Molekulare Mechanismen am Beispiel verschiedener Spezies verstehen

Lia studiert Biochemie an der Freien Universität, auch sie schätzt den Austausch mit Studierenden und Lehrenden aus anderen Fächern: „Die Biochemie spielt sich auf molekularem Niveau ab. Doch manchmal ist es gut, einen Schritt zurückzutreten, um einen Überblick zu bekommen“, sagt die Studentin. So lasse sich herausfinden, warum ein bestimmter molekularer Mechanismus entstanden ist und wie er bei anderen Spezies funktioniert.

In der Pandemie sei ihr immer klarer geworden, welche große Rolle Evolution bei medizinischen Fragen spielt, sagt Luise, Biologie-Masterstudentin an der Freien Universität Berlin. Sie habe selbst mal mit dem Gedanken gespielt, Medizin zu studieren, und sei nun froh, in diesem Kurs mit Lehrenden und Studierenden aus anderen Fächern über medizinische Fragen diskutieren zu können.

Diego studiert Medizin an der Charité und schreibt seine Dissertation in Immunologie. Für die Lehrveranstaltung zur Evolutionären Medizin, die auch gestreamt wird, fährt er sogar von Berlin-Mitte nach Dahlem an die Freie Universität Berlin, weil er sich im Hörsaal besser auf den Vortrag und die Diskussion konzentrieren könne als vor dem Bildschirm.

Extrahierte Datensätze
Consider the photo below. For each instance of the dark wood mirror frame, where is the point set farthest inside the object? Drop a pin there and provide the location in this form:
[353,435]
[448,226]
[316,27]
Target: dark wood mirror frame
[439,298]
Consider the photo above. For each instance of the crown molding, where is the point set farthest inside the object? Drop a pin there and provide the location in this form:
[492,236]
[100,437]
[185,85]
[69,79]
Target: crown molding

Offene Aufgaben:
a) Warum fährt Diego laut dem Text über die Lehrveranstaltung zur Evolutionären Medizin zum Kurs nach Dahlem, obwohl dieser gestreamt wird?
b) Setzen Sie den Text über die Lehrveranstaltung zur Evolutionären Medizin im Anschluss an seinen letzten Satz fort.

Vorliegende Antworten:
a) Weil er sich im Hörsaal besser auf den Vortrag und die Diskussion konzentrieren kann als vor dem Bildschirm.

b)
Aufgrund der Corona-Pandemie kommt zurzeit nur ein Teil der 26 Teilnehmerinnen und Teilnehmer mittwochnachmittags im großen Hörsaal der Zoologie in Präsenz zusammen, die anderen folgen dem Seminar online.

Mit dabei: Peter Hammerstein von der Humboldt-Universität und Christian Drosten von der Charité

Auch Peter Hammerstein, Professor für Theoretische Biologie an der Humboldt-Universität, ist für seinen Vortrag über die evolutionäre Differenzierung der Geschlechter in den Hörsaal an die Freie Universität gekommen. „Studierende anderer Fächer stellen häufig andere Fragen“, sagt er. „Deswegen ist es für mich ein Gewinn, an diesem Seminar teilzunehmen.“ Interdisziplinär zu forschen, sei inzwischen normal, er freue sich, wenn die Lehre nun nachziehe.

Biologieprofessor Peter Hammerstein von der Humboldt-Universität im Hörsaal der Zoologie an der Freien Universität Berlin

Peter Hammerstein ist Professor für Theoretische Biologie an der Humboldt-Universität. Sein Forschungsinteresse gilt den Themen „Konflikt und Kooperation“, „Economics in Nature“ und „Darwinian Decision Theory“.
Bildquelle: Marion Kuka

Den Studierenden zeigt er in seiner umfassenden Einführung, warum die Ausprägung von zwei Geschlechtern bei fast allen Tierarten schon für Charles Darwin, den Begründer der Evolutionstheorie, ein spannendes Thema war und für viele Forschende bis heute immer noch ist.

Für den kurzen Weg von der Theorie zur praktischen Anwendung hat der Biologieprofessor viele Beispiele: Mit einer Kampagne, die auf Erkenntnissen der Evolutionsbiologie beruhe, sei es etwa in einigen Regionen Australiens gelungen zu verhindern, dass Stechmücken den Erreger für das Dengue-Fieber auf Menschen übertragen.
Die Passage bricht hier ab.